Exactly as written, print out each entry in the data, with no pictures.
*** Material to process
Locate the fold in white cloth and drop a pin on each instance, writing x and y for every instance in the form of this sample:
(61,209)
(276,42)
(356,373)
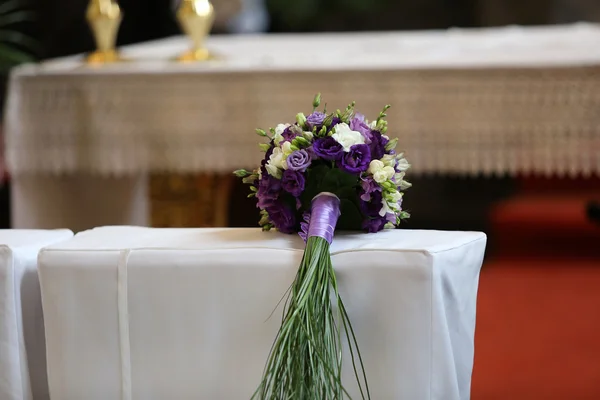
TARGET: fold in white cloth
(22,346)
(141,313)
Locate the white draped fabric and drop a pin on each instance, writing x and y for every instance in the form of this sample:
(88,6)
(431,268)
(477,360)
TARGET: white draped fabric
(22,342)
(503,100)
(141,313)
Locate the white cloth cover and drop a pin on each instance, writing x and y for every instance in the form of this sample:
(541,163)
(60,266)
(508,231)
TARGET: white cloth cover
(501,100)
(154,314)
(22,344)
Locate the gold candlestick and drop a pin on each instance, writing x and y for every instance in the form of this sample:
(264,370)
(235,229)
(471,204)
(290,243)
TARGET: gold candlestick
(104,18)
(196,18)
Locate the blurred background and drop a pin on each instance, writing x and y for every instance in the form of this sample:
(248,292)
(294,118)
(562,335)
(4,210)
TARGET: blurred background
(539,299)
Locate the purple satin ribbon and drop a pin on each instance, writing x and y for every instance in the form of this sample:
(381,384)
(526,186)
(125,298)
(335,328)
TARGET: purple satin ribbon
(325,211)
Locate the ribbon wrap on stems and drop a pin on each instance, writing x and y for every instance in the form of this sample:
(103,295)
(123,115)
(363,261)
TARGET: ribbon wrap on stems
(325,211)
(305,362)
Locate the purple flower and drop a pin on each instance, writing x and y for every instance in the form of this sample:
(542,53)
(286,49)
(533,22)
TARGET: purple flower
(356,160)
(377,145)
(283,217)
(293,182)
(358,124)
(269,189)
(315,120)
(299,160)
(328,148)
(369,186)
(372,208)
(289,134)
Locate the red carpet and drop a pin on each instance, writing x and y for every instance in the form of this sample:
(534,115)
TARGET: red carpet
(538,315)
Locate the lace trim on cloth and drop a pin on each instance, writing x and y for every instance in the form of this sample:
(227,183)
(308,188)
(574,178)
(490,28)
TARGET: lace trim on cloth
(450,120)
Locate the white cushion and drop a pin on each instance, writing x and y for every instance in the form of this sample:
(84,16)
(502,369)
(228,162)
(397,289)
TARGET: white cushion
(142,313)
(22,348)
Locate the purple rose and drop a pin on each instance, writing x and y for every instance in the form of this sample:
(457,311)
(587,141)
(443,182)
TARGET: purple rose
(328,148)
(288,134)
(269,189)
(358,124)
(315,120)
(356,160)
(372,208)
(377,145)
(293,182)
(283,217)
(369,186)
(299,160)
******
_Answer space_.
Locate the fold in white cloth and drop a pin on each instance, writing x and y for every instance in the form of this sample:
(61,209)
(276,42)
(356,373)
TARGET: fold in white cloth
(22,346)
(141,313)
Locate the white draped fabric and drop a pin on each instance, writing x and y for every instance in the form of this sample:
(88,6)
(431,268)
(477,360)
TARGET: white draped fabric
(22,342)
(503,100)
(141,313)
Locate the white cloth cover and drop a pin on each instance, writing x and y for every instance in the form of this sample:
(541,163)
(60,266)
(508,231)
TARGET: white cloth cover
(501,100)
(154,314)
(22,344)
Locate the gold candlestick and drop a pin on each instance, writing x and y for every instance in the form of this sample:
(264,370)
(235,229)
(471,204)
(290,243)
TARGET: gold candlestick
(104,18)
(196,18)
Locate the blurred background and drop a pin on each instance, writing x and y for every instance in the form of this sample:
(248,292)
(294,118)
(562,335)
(4,210)
TARGET: blurred background
(539,299)
Locate the purple satin ribbon and drop a pin on each instance, writing x and y for every instance in the form of this sample:
(381,384)
(526,186)
(125,298)
(335,328)
TARGET: purple satin ribbon
(325,211)
Locate the ribbon wrap on stems and drop a pin on each instance, writing x and y for every instance in the form of this sample:
(103,295)
(123,115)
(363,261)
TARGET: ribbon wrap on stems
(325,211)
(305,362)
Locate the purple flower and drop a pin on each instance, writing x and y for every instance in the form of this sample:
(542,53)
(286,49)
(533,22)
TARGET: purple flower
(356,160)
(377,145)
(283,217)
(293,182)
(358,124)
(269,189)
(315,120)
(299,160)
(328,148)
(369,186)
(372,208)
(289,134)
Locate the red carpet and drop a pin on each instance, writing x and y for every instance in the form of this sample:
(534,115)
TARGET: red carpet
(538,315)
Locate the lace trim on cloth and drop a pin on each instance, writing x and y for every instance in the form of this sample:
(227,183)
(308,188)
(574,178)
(490,28)
TARGET: lace trim on cloth
(450,120)
Locate the white cushion and drop a pin on each instance, writing x and y for every instance in the form of this sample:
(84,16)
(502,369)
(228,162)
(397,289)
TARGET: white cushion
(142,313)
(22,348)
Locate the purple rose and drop a pin on each instance, writing x and y for every instance in the form of this sample:
(457,311)
(587,141)
(443,182)
TARGET: purple rose
(328,148)
(288,134)
(269,189)
(358,124)
(315,120)
(356,160)
(372,208)
(377,145)
(293,182)
(283,217)
(369,186)
(299,160)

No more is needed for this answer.